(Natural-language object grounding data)
----

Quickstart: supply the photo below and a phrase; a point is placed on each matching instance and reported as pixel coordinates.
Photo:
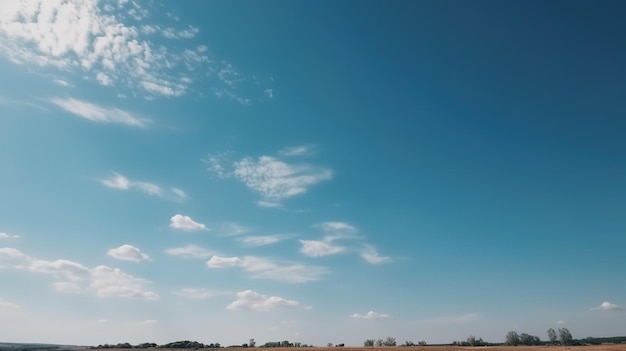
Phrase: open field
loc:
(604, 347)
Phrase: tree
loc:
(565, 336)
(512, 339)
(390, 341)
(552, 336)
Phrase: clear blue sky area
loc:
(312, 171)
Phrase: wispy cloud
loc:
(112, 282)
(301, 150)
(9, 236)
(101, 41)
(263, 268)
(369, 254)
(262, 240)
(128, 253)
(275, 180)
(607, 306)
(9, 253)
(370, 315)
(120, 182)
(197, 294)
(96, 113)
(278, 180)
(185, 223)
(314, 248)
(251, 300)
(453, 319)
(190, 251)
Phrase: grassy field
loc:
(605, 347)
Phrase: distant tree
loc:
(552, 336)
(565, 336)
(512, 339)
(390, 341)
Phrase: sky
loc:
(312, 171)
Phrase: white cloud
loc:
(67, 287)
(9, 236)
(277, 180)
(9, 253)
(231, 229)
(185, 223)
(93, 39)
(338, 230)
(128, 253)
(117, 181)
(171, 33)
(453, 319)
(103, 79)
(179, 193)
(370, 255)
(190, 251)
(607, 306)
(269, 204)
(262, 268)
(370, 315)
(8, 305)
(120, 182)
(315, 248)
(262, 240)
(224, 262)
(112, 282)
(61, 268)
(251, 300)
(196, 294)
(62, 83)
(96, 113)
(147, 322)
(301, 150)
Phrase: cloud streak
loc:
(120, 182)
(251, 300)
(128, 253)
(262, 268)
(96, 113)
(185, 223)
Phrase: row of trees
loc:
(389, 341)
(562, 337)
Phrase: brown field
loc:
(604, 347)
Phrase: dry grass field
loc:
(604, 347)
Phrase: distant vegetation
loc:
(555, 337)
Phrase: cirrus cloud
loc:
(607, 306)
(185, 223)
(251, 300)
(370, 315)
(128, 253)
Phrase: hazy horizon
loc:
(311, 171)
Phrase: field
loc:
(604, 347)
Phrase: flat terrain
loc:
(604, 347)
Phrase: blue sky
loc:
(311, 171)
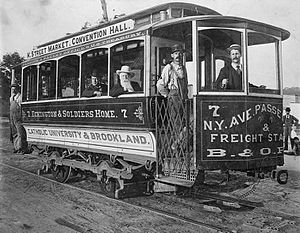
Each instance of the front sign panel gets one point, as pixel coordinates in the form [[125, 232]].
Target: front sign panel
[[240, 130]]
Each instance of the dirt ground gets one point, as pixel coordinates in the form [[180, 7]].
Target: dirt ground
[[32, 204]]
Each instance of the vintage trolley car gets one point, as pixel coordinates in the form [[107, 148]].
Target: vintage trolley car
[[132, 138]]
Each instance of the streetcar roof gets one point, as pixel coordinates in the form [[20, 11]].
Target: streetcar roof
[[200, 10], [144, 20], [230, 22]]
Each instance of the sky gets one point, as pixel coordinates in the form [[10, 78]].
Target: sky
[[28, 23]]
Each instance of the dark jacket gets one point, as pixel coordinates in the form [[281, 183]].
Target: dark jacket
[[288, 122], [234, 79], [119, 90], [89, 91]]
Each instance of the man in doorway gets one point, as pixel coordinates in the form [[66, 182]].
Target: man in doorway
[[17, 131], [288, 121], [96, 88], [174, 86], [230, 76]]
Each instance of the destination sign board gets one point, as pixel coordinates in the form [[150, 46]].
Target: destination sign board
[[97, 34]]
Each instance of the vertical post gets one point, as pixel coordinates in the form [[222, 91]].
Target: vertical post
[[13, 79], [188, 158]]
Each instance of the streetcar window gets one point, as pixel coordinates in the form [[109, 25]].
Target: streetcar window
[[128, 54], [214, 56], [94, 63], [263, 63], [68, 73], [30, 83], [47, 80]]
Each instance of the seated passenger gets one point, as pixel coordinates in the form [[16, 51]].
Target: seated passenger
[[230, 76], [124, 85], [96, 88]]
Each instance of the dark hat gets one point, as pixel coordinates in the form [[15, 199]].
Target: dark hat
[[15, 85], [94, 73], [234, 46], [177, 47], [125, 69]]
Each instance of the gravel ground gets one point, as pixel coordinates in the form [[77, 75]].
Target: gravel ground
[[31, 204]]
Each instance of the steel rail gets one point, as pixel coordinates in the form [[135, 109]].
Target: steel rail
[[149, 209]]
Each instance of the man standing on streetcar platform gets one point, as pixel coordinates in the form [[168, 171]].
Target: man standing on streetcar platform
[[173, 83], [17, 131], [174, 86], [288, 121]]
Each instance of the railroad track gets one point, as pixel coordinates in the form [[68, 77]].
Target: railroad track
[[158, 204], [184, 220]]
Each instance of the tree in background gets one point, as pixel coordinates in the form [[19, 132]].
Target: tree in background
[[9, 61]]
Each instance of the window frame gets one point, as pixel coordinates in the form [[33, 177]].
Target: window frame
[[278, 65], [244, 70]]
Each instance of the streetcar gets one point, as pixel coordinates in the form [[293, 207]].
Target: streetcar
[[131, 142]]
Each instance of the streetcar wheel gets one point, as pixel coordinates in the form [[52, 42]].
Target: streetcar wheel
[[282, 177], [61, 173], [110, 186]]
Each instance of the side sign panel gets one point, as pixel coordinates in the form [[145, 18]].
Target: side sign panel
[[235, 130], [129, 113], [133, 142]]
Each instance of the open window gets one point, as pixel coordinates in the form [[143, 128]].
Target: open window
[[68, 73], [47, 80], [130, 53], [263, 64], [214, 57], [30, 84], [94, 63]]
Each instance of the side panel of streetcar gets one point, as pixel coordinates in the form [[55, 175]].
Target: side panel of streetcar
[[240, 133]]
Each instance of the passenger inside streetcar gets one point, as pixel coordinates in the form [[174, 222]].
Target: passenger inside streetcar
[[230, 76], [123, 83], [97, 87]]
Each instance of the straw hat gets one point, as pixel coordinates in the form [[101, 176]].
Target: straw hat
[[15, 85], [125, 69], [234, 46], [177, 47]]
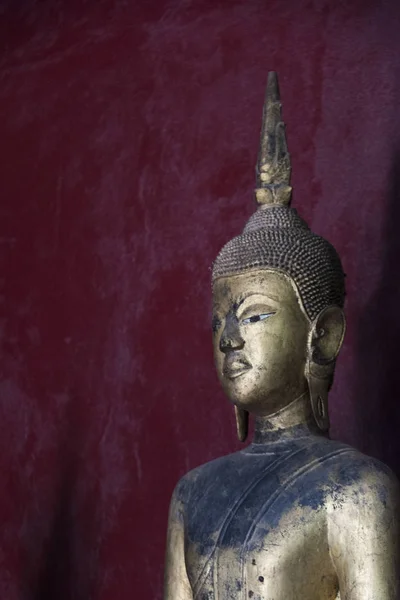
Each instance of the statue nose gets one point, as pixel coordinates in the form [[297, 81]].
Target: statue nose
[[231, 338]]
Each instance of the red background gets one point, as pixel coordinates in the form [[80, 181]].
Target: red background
[[129, 134]]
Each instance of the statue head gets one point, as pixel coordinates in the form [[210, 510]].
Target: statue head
[[278, 294]]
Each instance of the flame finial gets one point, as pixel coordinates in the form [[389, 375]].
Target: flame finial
[[273, 167]]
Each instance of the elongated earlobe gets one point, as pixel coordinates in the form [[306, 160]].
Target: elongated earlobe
[[242, 423], [325, 341]]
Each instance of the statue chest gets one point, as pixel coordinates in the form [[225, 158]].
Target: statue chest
[[255, 526]]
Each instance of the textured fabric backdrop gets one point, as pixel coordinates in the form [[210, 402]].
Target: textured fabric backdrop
[[129, 135]]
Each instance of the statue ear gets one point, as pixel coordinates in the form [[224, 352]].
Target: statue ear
[[327, 335], [325, 340]]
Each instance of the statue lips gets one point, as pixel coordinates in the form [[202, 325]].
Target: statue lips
[[235, 365]]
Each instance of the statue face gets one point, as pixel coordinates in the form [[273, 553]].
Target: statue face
[[260, 335]]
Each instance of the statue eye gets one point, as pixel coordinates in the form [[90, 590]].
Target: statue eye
[[256, 318]]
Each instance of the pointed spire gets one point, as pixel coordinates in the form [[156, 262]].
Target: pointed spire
[[273, 167]]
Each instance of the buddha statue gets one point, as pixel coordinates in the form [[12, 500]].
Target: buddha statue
[[294, 515]]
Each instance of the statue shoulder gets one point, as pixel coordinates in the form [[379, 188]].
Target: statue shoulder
[[198, 477]]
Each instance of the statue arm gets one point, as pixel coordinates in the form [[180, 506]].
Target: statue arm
[[363, 530], [176, 582]]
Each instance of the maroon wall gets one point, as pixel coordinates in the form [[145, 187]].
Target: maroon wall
[[128, 142]]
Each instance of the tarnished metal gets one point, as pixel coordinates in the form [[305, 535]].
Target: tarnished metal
[[294, 515]]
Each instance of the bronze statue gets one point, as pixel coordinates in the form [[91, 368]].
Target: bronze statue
[[294, 515]]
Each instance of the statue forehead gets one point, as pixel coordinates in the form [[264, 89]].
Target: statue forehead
[[278, 286]]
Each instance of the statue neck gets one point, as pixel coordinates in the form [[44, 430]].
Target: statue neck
[[292, 421]]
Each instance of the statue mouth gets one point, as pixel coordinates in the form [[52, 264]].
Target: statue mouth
[[235, 367]]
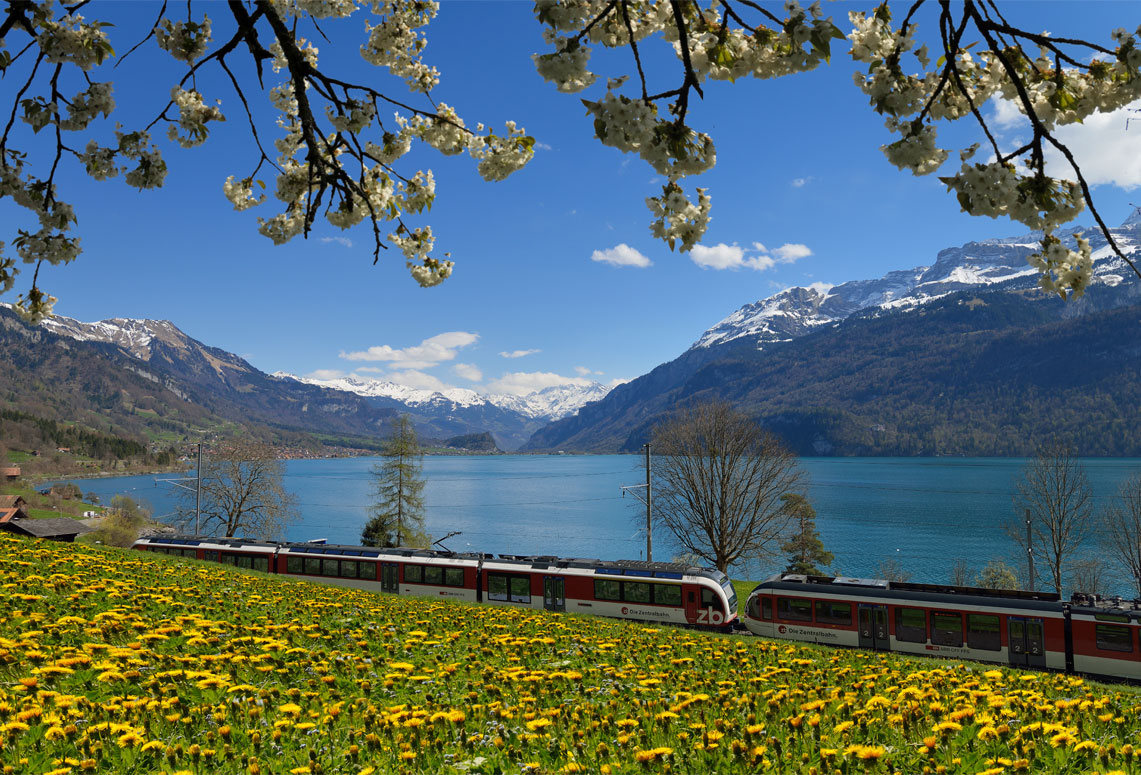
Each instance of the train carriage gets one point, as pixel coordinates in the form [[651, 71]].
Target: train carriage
[[1020, 629], [1105, 635], [663, 592], [239, 553]]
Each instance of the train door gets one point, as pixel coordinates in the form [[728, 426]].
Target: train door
[[389, 578], [1027, 642], [873, 627], [555, 594]]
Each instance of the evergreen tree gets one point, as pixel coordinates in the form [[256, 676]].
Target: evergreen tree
[[804, 549], [397, 509]]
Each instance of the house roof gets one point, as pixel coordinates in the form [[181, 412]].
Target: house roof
[[45, 529]]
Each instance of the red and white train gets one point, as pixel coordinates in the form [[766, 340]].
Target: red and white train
[[1089, 635], [664, 592]]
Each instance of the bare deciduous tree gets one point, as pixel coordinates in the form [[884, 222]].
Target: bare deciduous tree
[[1054, 491], [1123, 531], [996, 575], [1089, 575], [243, 493], [718, 483], [397, 490]]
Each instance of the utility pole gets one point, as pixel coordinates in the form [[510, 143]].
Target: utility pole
[[197, 490], [197, 493], [1029, 548], [649, 534], [632, 489]]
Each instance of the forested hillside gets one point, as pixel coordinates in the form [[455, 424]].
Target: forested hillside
[[992, 373]]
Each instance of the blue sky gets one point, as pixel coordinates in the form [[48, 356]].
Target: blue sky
[[799, 170]]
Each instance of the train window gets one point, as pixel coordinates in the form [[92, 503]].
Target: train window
[[946, 629], [1113, 618], [982, 632], [666, 595], [911, 624], [520, 589], [496, 587], [636, 591], [1113, 638], [607, 590], [828, 612], [794, 608]]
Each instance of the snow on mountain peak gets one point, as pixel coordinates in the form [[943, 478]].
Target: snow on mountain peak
[[1001, 261], [551, 403], [132, 334]]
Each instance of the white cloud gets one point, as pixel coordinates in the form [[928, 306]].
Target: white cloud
[[1103, 148], [468, 371], [622, 255], [325, 373], [1005, 113], [417, 379], [522, 384], [735, 257], [792, 251], [1106, 151], [427, 354]]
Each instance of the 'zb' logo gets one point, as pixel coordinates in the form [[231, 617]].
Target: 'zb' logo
[[710, 616]]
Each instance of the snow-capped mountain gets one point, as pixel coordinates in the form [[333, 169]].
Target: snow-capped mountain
[[225, 384], [551, 403], [963, 355], [989, 263], [134, 336]]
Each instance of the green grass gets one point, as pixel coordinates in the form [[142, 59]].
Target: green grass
[[131, 662]]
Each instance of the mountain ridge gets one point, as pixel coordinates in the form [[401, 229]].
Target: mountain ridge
[[228, 386], [982, 291]]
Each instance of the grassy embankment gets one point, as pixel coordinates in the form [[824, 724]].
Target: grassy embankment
[[45, 507], [120, 662]]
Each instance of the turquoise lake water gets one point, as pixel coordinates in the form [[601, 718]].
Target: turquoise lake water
[[925, 513]]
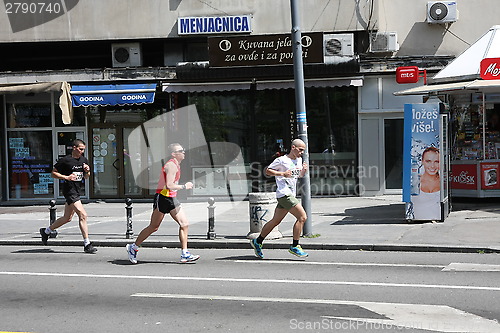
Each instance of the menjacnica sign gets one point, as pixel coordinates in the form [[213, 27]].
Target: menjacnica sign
[[263, 50]]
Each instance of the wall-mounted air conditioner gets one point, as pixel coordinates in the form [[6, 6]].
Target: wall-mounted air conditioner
[[337, 45], [384, 42], [442, 11], [126, 54]]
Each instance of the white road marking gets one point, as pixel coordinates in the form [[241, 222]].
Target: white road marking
[[298, 262], [247, 280], [466, 267], [439, 318]]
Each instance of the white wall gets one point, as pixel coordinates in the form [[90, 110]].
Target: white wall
[[417, 37]]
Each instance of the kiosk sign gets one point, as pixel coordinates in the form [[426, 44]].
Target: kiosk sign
[[490, 68], [408, 74]]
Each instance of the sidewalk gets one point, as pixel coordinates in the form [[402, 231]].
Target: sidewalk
[[342, 223]]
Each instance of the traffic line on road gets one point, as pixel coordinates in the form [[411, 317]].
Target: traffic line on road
[[439, 318], [466, 267], [249, 280], [301, 262]]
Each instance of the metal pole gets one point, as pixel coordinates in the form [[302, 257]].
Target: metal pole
[[52, 217], [300, 102], [128, 209], [211, 219]]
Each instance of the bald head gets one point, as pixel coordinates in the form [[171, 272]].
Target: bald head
[[298, 143]]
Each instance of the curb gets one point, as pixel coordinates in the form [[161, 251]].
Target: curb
[[221, 244]]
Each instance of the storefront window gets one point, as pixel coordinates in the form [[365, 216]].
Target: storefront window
[[262, 123], [467, 128], [224, 117], [332, 133], [78, 117], [21, 115], [30, 164]]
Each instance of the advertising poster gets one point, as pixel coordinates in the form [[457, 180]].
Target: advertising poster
[[489, 173], [421, 166], [464, 177]]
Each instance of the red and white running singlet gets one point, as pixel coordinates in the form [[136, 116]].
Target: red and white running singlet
[[162, 182]]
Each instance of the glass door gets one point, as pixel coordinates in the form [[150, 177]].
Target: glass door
[[106, 163], [393, 138], [112, 164], [130, 186]]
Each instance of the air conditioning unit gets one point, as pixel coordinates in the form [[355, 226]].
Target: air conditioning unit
[[126, 54], [384, 42], [337, 45], [442, 11]]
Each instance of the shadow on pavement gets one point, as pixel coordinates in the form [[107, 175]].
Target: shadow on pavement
[[125, 262], [387, 214], [45, 251]]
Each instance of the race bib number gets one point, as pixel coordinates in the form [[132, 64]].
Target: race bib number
[[79, 176]]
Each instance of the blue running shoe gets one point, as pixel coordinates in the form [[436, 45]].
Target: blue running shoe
[[257, 248], [188, 257], [132, 253], [297, 251]]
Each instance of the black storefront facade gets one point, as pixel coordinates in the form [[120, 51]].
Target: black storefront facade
[[252, 107]]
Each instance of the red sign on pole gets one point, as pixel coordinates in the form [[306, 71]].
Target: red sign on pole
[[408, 74], [490, 68]]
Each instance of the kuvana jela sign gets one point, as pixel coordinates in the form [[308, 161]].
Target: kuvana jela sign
[[263, 50], [490, 68]]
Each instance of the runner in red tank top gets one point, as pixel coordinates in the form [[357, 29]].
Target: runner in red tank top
[[165, 202]]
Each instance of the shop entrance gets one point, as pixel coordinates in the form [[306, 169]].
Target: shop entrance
[[381, 163], [112, 170]]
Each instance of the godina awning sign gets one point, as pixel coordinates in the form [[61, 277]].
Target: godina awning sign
[[214, 24], [263, 50]]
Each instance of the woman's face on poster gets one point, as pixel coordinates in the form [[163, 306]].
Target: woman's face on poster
[[430, 161]]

----

*What needs to be done*:
Could you return exactly the stretch of the data above that starts at the line with "Target: tree in background" and ends at the line with "Each instance of the streetcar wheel", both lines included?

*Result of this task*:
Target: tree in background
[[9, 61]]
Each instance of the window frame gets one point, as pixel coordinates in the form [[33, 177]].
Target: window frame
[[278, 65], [244, 70]]
Each instance of the streetcar gets one point, as pixel coordinates in the form [[293, 207]].
Target: streetcar
[[131, 142]]
Each instance of the streetcar wheel gets one point, as pixel coordinates in the form [[52, 42]].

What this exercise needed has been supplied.